Exercise brief ▸ Take the line that contains "Could you please spot the shrub" as the first line and the last line of the material below as the final one; reproduce exactly the lines between, inclusive.

[Dataset records about object locations]
──────────────────────────────

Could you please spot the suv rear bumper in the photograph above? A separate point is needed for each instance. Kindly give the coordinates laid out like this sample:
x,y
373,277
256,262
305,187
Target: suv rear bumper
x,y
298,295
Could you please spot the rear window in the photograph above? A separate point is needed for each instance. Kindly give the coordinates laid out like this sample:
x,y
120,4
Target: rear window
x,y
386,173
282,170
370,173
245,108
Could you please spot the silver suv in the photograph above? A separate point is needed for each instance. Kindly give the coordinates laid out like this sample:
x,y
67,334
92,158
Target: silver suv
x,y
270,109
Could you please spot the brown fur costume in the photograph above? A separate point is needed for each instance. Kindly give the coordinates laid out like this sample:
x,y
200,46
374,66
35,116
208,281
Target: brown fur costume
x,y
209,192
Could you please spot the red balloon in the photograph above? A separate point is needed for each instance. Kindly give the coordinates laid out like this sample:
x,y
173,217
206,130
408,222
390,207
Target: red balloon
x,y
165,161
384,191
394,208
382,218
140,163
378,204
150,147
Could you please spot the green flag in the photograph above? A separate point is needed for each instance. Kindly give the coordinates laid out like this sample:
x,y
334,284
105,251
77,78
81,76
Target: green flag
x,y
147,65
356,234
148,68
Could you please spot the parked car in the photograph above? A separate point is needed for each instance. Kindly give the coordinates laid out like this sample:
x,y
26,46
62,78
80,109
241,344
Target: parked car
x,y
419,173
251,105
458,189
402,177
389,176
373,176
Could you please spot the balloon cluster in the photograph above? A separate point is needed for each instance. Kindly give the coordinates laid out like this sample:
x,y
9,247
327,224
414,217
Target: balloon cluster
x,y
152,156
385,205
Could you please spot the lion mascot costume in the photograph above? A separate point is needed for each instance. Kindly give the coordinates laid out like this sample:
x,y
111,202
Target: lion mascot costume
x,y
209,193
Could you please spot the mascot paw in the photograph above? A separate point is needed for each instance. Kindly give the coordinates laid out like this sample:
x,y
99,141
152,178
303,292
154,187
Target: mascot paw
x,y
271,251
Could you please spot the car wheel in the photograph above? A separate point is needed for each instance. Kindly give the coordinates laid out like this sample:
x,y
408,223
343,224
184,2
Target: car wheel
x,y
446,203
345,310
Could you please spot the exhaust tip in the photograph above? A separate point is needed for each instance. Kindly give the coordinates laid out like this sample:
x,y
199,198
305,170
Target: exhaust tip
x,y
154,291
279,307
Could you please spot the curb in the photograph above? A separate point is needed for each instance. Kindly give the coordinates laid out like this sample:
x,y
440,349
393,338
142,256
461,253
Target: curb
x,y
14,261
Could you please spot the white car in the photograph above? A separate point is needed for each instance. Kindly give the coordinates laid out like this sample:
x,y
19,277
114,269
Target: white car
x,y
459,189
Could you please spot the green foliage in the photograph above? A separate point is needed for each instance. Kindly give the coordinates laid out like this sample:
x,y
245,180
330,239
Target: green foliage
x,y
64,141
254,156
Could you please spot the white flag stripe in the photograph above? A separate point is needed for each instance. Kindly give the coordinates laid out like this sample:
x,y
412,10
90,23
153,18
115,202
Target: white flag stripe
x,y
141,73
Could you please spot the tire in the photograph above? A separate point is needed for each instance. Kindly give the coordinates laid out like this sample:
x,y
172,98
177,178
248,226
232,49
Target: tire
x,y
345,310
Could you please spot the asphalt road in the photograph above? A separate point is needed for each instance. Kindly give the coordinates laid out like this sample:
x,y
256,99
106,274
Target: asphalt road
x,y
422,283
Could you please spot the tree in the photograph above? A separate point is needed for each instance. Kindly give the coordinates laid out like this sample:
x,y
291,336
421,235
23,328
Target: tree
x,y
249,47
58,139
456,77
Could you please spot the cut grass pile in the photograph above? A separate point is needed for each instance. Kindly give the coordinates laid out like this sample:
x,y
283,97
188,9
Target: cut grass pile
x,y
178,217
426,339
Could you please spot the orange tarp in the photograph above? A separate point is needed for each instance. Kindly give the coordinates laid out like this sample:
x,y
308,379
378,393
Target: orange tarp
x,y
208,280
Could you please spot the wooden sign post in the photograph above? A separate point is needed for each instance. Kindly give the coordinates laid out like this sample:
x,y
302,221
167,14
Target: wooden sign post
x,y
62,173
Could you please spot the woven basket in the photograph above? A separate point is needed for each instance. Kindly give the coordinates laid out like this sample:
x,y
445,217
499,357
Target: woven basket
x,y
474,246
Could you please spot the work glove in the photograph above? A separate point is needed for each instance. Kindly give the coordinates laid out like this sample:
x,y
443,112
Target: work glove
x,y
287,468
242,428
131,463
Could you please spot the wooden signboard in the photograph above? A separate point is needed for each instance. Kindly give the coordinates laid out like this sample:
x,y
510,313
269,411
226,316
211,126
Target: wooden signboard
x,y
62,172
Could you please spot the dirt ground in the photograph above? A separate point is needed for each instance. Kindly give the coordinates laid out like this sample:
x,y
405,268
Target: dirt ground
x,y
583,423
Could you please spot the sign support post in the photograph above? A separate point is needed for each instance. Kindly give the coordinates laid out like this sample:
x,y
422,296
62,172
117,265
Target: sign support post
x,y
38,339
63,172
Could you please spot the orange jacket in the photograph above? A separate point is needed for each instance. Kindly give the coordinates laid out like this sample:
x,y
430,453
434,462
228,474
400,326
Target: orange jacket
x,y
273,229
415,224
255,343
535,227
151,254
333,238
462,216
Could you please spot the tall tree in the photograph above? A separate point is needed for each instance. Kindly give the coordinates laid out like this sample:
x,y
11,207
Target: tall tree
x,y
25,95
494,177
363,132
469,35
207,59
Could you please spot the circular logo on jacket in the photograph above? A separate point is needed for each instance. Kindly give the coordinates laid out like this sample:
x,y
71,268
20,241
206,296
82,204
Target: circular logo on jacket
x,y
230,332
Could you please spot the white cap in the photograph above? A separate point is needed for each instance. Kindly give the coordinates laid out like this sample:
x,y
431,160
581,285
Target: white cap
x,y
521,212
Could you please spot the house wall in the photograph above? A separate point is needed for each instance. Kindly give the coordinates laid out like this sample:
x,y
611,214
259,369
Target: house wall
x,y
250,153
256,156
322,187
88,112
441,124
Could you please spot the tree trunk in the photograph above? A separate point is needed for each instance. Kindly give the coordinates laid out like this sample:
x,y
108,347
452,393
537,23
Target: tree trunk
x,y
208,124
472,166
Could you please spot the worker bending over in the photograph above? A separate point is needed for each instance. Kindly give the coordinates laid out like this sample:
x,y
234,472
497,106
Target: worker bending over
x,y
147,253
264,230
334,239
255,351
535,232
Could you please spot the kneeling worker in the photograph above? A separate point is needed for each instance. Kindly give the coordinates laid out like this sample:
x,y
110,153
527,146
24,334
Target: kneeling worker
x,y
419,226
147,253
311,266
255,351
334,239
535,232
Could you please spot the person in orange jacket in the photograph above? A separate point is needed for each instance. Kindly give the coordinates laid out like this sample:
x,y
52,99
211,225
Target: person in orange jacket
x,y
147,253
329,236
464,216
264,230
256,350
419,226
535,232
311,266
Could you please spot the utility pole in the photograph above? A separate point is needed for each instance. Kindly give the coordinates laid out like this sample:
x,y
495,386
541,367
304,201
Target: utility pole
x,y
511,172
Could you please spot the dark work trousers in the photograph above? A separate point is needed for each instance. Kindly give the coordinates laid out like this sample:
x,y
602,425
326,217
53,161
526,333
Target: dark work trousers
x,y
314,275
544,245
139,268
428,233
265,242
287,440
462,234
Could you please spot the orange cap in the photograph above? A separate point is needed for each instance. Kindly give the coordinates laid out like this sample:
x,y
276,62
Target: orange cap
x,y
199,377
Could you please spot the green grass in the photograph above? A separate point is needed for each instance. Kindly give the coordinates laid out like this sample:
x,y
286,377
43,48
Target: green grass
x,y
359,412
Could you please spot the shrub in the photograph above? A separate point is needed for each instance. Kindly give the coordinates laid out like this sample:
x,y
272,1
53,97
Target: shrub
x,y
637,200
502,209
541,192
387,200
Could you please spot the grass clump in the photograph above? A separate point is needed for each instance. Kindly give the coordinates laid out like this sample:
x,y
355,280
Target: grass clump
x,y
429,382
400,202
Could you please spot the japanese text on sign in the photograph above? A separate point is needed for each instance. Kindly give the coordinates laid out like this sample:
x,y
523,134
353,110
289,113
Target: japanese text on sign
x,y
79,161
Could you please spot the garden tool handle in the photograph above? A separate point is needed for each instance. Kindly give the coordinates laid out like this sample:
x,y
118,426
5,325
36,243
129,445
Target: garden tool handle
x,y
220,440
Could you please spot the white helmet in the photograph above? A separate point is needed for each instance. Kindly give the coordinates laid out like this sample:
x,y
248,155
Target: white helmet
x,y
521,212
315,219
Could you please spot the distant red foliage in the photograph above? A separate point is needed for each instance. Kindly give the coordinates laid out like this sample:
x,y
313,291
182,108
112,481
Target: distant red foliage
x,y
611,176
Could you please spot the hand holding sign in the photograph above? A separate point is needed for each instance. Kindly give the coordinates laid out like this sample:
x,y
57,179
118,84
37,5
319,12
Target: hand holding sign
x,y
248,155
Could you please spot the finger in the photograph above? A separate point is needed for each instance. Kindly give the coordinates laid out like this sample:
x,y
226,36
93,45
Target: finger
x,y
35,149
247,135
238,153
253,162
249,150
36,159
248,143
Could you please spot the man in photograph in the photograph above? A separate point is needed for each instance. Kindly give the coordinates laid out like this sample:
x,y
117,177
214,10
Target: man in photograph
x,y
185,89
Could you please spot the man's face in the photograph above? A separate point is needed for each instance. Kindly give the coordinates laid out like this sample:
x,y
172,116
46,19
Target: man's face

──────────────────────────────

Final result ▸
Could you please spot the shrub in the photograph above? A separate point is needed for each instance. Kindly give the coordinates laid out like this sample:
x,y
272,1
53,97
Target: shrub
x,y
637,200
502,209
541,192
387,200
Could you please spot the grass clump in the photograph above? A separate point is needed for each instance. Kindly give the coordinates laid out like this sample:
x,y
355,280
Target: grass clump
x,y
429,382
400,202
Could you please spot the japanese text on sign in the photograph above? A separate point is needed for each instance. Kindly give the coordinates laid out like this sample:
x,y
523,134
353,110
289,113
Target: japanese text on sign
x,y
79,161
Could you please spot the garden tool handle in the photograph above? A separate point is needed for each instance. Kindly give the coordinates laid out like this sample:
x,y
118,426
5,325
36,243
129,445
Target: garden tool handle
x,y
220,440
Could you please spot the white helmet in the photograph above? A separate point is needed for each instance. Kindly give the coordinates laid out like this sample:
x,y
248,155
Target: white helmet
x,y
521,212
315,219
Could you please spot the distant red foliage in the photograph above? A separate point is needed for each instance. Kindly give the coordinates laid out like this sample:
x,y
313,291
182,108
112,481
Target: distant red foliage
x,y
611,176
Could you please spot the hand holding sign in the photograph above? A separate point is needed for each instance. Kindly give the coordinates laid out like this sample:
x,y
57,179
118,84
37,5
319,12
Target: hand holding sign
x,y
248,155
Could you please spot the finger in the photograph above? A separate point is needed for each instance. Kindly give the coordinates laid out like this sample:
x,y
226,36
93,45
Target: finger
x,y
35,149
247,135
238,153
253,162
249,150
36,159
248,143
Could you please spot the man in photograph in the photograph above? A separate point is needed for each instance. Kindly give the coordinates laid out like this sample:
x,y
117,177
214,10
Target: man in photograph
x,y
185,89
Could you please spot the man's face in the photograph above? A separate point is needed for each instance. Kindly give the coordinates laid out like this sample:
x,y
172,116
46,19
Target: man's face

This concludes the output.